RECORD EXCERPTS:
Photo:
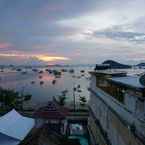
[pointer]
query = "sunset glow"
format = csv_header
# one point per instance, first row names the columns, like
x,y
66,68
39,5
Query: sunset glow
x,y
44,58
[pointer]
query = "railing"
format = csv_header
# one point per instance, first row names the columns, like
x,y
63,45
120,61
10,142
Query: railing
x,y
125,116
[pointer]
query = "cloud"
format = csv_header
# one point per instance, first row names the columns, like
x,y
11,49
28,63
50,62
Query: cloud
x,y
120,35
41,57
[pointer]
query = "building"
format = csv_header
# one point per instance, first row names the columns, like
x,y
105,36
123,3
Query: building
x,y
117,109
14,128
53,117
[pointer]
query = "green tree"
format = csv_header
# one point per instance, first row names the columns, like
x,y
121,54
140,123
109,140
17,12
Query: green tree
x,y
83,100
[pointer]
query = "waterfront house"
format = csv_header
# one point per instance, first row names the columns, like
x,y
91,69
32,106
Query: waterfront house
x,y
53,117
117,109
14,128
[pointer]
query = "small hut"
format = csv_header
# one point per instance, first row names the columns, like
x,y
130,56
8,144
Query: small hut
x,y
53,117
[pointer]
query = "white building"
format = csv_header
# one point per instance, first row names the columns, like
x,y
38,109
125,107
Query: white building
x,y
117,109
14,128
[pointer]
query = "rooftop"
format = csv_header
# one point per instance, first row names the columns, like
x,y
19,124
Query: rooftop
x,y
51,111
110,72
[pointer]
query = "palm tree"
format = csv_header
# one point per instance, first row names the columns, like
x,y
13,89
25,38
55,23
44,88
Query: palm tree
x,y
61,100
83,100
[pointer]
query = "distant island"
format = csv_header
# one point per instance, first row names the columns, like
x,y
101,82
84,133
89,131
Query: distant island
x,y
111,64
141,64
116,65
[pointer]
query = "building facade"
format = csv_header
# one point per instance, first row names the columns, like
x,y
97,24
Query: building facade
x,y
117,109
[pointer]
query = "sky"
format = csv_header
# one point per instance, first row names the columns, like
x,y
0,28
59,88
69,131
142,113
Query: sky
x,y
37,32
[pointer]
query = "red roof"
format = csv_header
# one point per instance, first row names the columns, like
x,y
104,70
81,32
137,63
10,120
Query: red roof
x,y
52,111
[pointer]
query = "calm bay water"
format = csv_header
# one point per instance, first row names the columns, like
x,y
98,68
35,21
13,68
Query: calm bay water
x,y
41,93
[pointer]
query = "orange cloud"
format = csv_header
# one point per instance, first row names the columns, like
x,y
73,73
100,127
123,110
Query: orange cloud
x,y
4,45
50,58
45,58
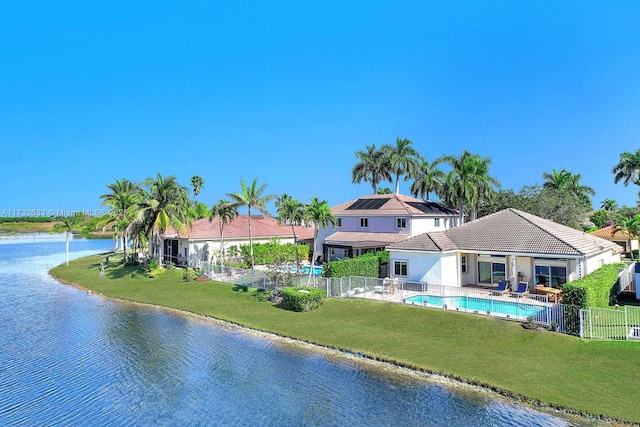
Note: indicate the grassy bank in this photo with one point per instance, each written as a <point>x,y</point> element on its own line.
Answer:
<point>592,377</point>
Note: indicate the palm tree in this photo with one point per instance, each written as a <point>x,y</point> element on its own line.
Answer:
<point>319,214</point>
<point>563,180</point>
<point>609,205</point>
<point>629,227</point>
<point>226,212</point>
<point>403,160</point>
<point>197,183</point>
<point>290,211</point>
<point>469,181</point>
<point>428,179</point>
<point>373,167</point>
<point>628,168</point>
<point>251,197</point>
<point>66,225</point>
<point>164,203</point>
<point>123,200</point>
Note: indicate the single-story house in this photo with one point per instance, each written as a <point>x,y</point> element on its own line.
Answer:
<point>202,241</point>
<point>370,223</point>
<point>625,240</point>
<point>508,245</point>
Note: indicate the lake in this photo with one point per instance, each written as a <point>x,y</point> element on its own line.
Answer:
<point>68,357</point>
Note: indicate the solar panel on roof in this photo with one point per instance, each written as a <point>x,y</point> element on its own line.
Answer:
<point>362,204</point>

EXERCISE REQUIREMENTS:
Return the lines of the listing where the string "element" appears.

SOLVED PROBLEM:
Note: indicate the grassy bank in this photo with one point per instance, each written as a <point>x,y</point> element on its own line.
Note: indicate the palm tree in this photo with one point per instance, each written as a <point>x,y</point> element on its own line.
Note: indicate the single-story house in this photo with one point per instance, each written as a <point>x,y</point> element on its own line.
Note: indicate the lake in this photo with one point per instance, each written as a <point>x,y</point> element on its own line.
Note: indicate the solar panel on roof in this photo with one point per instance, each written as a <point>x,y</point> element on its own line.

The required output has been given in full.